──────── ENTRIES SHOWN ────────

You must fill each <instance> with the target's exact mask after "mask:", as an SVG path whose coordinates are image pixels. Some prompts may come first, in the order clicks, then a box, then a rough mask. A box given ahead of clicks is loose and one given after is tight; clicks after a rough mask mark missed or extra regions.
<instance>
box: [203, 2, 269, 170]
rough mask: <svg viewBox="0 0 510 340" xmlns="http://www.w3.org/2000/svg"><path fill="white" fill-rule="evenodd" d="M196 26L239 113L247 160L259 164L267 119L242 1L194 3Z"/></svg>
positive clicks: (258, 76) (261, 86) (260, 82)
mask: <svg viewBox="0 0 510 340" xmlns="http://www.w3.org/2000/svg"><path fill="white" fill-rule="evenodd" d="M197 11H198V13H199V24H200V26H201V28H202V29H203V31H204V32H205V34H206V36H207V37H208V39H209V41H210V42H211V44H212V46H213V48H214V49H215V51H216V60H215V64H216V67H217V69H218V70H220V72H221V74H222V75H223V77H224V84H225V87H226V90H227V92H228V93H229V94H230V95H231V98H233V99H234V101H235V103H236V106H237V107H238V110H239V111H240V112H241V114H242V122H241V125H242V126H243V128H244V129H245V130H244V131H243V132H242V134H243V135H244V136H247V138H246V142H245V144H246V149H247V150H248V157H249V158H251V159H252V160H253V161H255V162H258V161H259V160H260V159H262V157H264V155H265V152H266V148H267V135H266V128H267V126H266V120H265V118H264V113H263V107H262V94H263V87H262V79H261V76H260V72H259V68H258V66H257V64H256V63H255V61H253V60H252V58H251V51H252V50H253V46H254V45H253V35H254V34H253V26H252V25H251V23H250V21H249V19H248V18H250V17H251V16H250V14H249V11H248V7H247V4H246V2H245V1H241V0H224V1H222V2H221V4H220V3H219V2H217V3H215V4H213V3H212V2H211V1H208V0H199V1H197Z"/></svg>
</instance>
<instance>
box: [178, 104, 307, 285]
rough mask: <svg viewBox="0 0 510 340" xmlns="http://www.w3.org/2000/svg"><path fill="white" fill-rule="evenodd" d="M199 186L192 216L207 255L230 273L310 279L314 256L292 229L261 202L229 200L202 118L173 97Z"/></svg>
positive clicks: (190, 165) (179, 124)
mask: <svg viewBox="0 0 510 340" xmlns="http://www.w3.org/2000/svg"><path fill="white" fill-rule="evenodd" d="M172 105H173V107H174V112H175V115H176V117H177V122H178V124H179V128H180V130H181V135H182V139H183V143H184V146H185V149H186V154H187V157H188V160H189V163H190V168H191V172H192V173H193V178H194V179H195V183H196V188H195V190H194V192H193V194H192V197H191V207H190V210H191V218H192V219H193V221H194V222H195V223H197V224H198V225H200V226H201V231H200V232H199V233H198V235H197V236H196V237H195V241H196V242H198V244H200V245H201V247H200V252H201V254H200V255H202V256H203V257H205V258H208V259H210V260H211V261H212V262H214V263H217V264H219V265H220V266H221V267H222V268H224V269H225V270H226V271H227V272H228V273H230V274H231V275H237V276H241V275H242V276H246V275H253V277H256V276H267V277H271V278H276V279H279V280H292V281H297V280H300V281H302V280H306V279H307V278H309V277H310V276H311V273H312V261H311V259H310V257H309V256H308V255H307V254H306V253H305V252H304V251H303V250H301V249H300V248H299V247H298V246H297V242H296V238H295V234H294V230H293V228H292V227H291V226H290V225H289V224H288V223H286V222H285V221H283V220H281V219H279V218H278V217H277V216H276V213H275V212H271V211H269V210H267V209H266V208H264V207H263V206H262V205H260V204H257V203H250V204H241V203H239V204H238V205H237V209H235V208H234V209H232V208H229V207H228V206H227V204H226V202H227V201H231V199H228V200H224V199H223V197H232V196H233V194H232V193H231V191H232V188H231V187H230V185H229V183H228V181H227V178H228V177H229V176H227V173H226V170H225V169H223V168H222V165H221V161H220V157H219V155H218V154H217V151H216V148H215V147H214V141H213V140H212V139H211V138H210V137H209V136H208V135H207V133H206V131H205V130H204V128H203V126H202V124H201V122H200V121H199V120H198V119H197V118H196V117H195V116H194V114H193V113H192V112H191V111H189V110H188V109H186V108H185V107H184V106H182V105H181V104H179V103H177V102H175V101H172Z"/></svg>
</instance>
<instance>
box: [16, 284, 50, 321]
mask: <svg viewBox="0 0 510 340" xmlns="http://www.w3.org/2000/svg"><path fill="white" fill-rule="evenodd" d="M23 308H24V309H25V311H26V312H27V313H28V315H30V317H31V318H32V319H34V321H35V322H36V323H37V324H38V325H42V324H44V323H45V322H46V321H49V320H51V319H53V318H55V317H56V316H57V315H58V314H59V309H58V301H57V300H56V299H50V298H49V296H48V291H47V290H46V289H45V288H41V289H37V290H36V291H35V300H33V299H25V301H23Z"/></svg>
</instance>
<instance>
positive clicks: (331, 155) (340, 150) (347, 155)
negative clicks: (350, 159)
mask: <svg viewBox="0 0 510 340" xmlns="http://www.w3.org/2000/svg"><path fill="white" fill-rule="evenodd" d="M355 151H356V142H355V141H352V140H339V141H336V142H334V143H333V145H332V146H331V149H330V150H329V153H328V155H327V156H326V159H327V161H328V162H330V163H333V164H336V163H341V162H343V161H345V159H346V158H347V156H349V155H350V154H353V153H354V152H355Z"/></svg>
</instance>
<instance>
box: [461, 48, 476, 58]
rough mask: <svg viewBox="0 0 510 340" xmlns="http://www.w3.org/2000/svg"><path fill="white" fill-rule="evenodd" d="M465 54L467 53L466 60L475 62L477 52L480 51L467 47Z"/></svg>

────────

__WORK TO BE COMPLETED__:
Copy the records character for character, starting at the very beginning and ending at the line that contains "box: [203, 2, 269, 170]", with that line included.

__FINAL ANSWER__:
You must fill each <instance> with the target's exact mask after "mask:", as an SVG path whose coordinates are image pixels. Some prompts may come first, in the order clicks, then a box, then a rough mask. A box given ahead of clicks is loose and one given after is tight; clicks after a rough mask mark missed or extra regions.
<instance>
box: [203, 2, 269, 170]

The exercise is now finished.